◆ **Selected text**:
⟨

[Biojava-dev] Proposed change to RichFormat interface
mark.schreiber at novartis.com
mark.schreiber at novartis.com
Thu Jun 8 01:03:22 UTC 2006
Very cool!
Can you put this example in the cookbook?
- Mark
Richard Holland <richard.holland at ebi.ac.uk>
Sent by: biojava-dev-bounces at lists.open-bio.org
06/07/2006 08:36 PM
To: Mark Schreiber <mark.schreiber at novartis.com>
cc: biojava-dev <biojava-dev at biojava.org>, Michael Heuer <heuermh at acm.org>,
Michael Heuer <heuermh at shell3.shore.net>
Subject: Re: [Biojava-dev] Proposed change to RichFormat interface
Hi guys.
See org.biojavax.seq.io.DebuggingRichSeqIOListener.
It extends BufferedInputStream, so can be used to wrap a normal
InputStream before being passed around.
It also implements RichSeqIOListener.
The idea is that you do something like this:
Namespace ns = RichObjectFactory.getDefaultNamespace();
InputStream is = new
FileInputStream("myFastaFile.fasta");
FASTAFormat format = new FASTAFormat();
DebuggingRichSeqIOListener debug =
new DebuggingRichSeqIOListener(is);
BufferedReader br = new BufferedReader(
new InputStreamReader(debug));
SymbolTokenization symParser =
format.guessSymbolTokenization(debug);
format.readRichSequence(
br,
symParser,
debug,
ns);
This will then dump out everything as it is read, and all events as they
happen in-line with the input as it is interpreted.
Hope this helps?
cheers,
Richard
On Wed, 2006-06-07 at 14:02 +0800, mark.schreiber at novartis.com wrote:
> That might be a more elegant solution.
>
> Could even make the InputStream implement RichSeqIOListener thus it
would
> be sending data to the RichFormat and listening to what the RichFormat
> makes of the data.

⟩

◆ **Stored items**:
⟨

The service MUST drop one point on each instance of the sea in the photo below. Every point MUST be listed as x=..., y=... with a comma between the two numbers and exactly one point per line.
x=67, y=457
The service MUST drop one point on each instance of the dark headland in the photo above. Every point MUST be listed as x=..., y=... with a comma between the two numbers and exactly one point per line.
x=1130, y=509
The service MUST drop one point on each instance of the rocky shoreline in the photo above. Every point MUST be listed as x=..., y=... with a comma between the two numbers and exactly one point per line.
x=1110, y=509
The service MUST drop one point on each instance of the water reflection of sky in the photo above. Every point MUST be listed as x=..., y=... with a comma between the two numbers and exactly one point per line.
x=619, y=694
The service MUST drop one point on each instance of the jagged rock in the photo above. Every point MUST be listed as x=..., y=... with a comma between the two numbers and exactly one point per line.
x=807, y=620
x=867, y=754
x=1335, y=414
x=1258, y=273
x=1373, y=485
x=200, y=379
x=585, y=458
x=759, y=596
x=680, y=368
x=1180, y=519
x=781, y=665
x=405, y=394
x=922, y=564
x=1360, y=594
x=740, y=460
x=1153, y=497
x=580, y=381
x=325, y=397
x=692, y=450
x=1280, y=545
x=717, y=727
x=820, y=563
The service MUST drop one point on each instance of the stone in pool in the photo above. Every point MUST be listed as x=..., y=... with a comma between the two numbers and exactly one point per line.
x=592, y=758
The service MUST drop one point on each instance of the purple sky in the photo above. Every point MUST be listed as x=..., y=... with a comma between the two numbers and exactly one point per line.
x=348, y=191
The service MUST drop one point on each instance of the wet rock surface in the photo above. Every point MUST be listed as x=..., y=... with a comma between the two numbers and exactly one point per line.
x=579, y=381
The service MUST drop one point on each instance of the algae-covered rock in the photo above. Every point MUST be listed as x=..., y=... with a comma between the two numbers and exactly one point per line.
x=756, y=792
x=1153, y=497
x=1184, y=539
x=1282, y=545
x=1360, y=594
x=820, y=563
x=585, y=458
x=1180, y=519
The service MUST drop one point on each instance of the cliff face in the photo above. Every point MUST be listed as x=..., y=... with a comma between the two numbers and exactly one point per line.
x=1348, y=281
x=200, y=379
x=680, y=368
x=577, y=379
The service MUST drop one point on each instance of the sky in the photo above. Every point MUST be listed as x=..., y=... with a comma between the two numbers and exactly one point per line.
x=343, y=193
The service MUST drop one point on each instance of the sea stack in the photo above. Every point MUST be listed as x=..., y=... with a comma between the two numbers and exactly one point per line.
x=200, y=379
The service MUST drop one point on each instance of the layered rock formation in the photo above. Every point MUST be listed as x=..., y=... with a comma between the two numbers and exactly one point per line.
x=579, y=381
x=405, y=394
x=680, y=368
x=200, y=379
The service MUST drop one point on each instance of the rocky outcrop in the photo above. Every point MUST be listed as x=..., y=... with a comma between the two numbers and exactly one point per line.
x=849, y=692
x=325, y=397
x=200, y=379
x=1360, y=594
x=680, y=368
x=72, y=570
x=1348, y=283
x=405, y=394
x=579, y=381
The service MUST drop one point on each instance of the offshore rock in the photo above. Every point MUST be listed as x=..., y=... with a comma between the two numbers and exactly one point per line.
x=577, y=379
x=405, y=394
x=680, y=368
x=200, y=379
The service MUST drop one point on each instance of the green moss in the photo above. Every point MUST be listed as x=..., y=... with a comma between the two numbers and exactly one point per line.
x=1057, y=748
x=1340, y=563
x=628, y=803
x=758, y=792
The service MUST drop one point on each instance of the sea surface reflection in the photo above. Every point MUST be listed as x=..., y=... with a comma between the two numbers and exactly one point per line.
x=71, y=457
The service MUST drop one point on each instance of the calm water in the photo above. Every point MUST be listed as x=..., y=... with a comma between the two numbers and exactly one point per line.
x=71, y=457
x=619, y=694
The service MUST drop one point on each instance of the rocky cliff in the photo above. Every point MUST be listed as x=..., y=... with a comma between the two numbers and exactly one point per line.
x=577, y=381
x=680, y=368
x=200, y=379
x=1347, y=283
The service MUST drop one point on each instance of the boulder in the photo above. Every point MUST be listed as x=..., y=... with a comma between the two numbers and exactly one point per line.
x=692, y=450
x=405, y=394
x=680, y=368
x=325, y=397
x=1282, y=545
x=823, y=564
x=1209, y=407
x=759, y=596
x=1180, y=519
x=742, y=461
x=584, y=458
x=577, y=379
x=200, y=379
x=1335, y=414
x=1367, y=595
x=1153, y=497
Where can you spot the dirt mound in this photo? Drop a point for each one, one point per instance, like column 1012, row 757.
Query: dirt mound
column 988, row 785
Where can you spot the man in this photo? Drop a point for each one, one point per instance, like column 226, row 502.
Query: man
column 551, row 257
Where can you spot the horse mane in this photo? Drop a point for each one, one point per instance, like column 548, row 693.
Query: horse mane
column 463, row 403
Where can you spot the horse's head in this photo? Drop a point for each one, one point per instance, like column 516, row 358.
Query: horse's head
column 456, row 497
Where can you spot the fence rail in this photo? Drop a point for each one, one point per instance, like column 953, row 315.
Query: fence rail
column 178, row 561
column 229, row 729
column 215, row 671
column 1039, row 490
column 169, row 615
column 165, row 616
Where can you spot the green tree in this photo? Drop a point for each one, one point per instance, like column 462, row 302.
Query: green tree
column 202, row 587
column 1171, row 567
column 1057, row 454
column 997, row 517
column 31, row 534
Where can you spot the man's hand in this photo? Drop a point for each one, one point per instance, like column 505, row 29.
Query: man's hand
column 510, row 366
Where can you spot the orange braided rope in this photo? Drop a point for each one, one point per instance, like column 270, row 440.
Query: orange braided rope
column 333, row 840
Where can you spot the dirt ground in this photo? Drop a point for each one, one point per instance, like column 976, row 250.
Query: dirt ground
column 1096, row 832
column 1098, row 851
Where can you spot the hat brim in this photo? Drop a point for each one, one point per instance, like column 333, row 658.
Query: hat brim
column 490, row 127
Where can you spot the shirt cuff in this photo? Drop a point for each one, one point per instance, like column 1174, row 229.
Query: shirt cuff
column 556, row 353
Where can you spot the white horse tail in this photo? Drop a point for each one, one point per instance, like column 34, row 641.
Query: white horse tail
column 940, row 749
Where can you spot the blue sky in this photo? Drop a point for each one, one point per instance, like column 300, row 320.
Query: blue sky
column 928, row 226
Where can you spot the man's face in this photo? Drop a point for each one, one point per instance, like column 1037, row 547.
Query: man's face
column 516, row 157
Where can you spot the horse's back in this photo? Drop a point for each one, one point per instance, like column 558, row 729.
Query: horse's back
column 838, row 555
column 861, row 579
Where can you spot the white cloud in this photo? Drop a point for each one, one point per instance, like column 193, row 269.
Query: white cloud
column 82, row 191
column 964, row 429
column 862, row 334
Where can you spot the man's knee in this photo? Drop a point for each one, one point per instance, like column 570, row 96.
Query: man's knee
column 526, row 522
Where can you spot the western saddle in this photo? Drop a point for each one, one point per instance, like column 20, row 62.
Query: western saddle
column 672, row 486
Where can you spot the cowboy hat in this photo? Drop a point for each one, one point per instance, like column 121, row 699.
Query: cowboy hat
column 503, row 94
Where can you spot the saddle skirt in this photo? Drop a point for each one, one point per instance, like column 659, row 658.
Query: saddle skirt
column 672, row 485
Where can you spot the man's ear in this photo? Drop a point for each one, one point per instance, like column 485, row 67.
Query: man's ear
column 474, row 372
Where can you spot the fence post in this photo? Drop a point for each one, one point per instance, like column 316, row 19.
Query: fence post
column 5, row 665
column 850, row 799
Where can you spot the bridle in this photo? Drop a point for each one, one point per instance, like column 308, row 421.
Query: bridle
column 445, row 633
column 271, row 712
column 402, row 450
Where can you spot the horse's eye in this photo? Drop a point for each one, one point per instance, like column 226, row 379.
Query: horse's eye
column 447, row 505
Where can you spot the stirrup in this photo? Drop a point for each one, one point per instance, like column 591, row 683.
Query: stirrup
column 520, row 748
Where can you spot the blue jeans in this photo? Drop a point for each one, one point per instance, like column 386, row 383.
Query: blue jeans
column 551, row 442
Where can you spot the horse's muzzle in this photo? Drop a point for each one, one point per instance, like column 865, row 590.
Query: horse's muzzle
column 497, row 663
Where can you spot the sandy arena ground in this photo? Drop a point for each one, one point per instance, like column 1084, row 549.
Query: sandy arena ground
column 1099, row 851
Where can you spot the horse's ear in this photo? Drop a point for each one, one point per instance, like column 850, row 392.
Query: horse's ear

⟩

◆ **What you will do**:
1. Name every class that the code in the BioJava mailing-list thread instantiates with the keyword new.
2. Carry on the BioJava mailing-list thread from the point where it stops.
The stored items have no connection to the BioJava mailing-list thread.

◆ **Expected answers**:
1. FileInputStream, FASTAFormat, DebuggingRichSeqIOListener, BufferedReader, InputStreamReader

2.
>
> The InputStreamIOListener could remember when the RichFormat emits a
> startXXX() event record the line number and start buffering all the data
> sent as the readLine() requests are made (while also sending it to the
> RichFormat). When the RichFormat emits the corresponding endXXX() event
> the buffer can be cleared and the process starts again.
>
> Only problem might be what to do when the RichFormat consumes data in
> between emitting events (which is allowed).
>
> - Mark
>
>
>
>
>
> Michael Heuer <heuermh at acm.org>
> Sent by: Michael Heuer <heuermh at shell3.shore.net>
> 06/07/2006 01:51 PM
>
>
> To: mark.schreiber at novartis.com
> cc: biojava-dev at biojava.org
> Subject: Re: [Biojava-dev] Proposed change to RichFormat
interface
>
>
> Mark Schreiber wrote:
>
> > Hi all -
> >
> > I would like to propose a change to the RichFormat interface. I think
> we
> > should do this now as we haven't done a stable biojavax roll out yet
so
> > interface
> > changes should still be allowed. The additional methods would be:
> >
> > public String currentLine();
> > public int currentLineNumber();
> >
> > This would make debugging a lot easier, it would also make
construction
> of
> > a RichSeqIOListener that logs and debugs much easier. I was trying to
do
> > this a while back. I started a background process that parsed 6GB of
> > genbank records looking for records that failed. It worked ok but
would
> be
> >
> > much better with the ability to query the RichFormat in the above way.
> We
> > might even be able to make it a utility that people could run on
> suspect
> > files and generate standard bug reports to make it easier for us to
> debug
> > the parser code.
> >
> > What do people think??
>
> Another possibility would be to leave this sort of progress tracking up
> to the client, in that they could wrap the InputStream in something like
> an CountingInputStream before passing it to the parser(s):
>
> http://jakarta.apache.org/commons/io/api-release/org/apache/commons/io/input/CountingInputStream.html
>
> michael
>
>
>
>
> _______________________________________________
> biojava-dev mailing list
> biojava-dev at lists.open-bio.org
> http://lists.open-bio.org/mailman/listinfo/biojava-dev
--
Richard Holland (BioMart Team)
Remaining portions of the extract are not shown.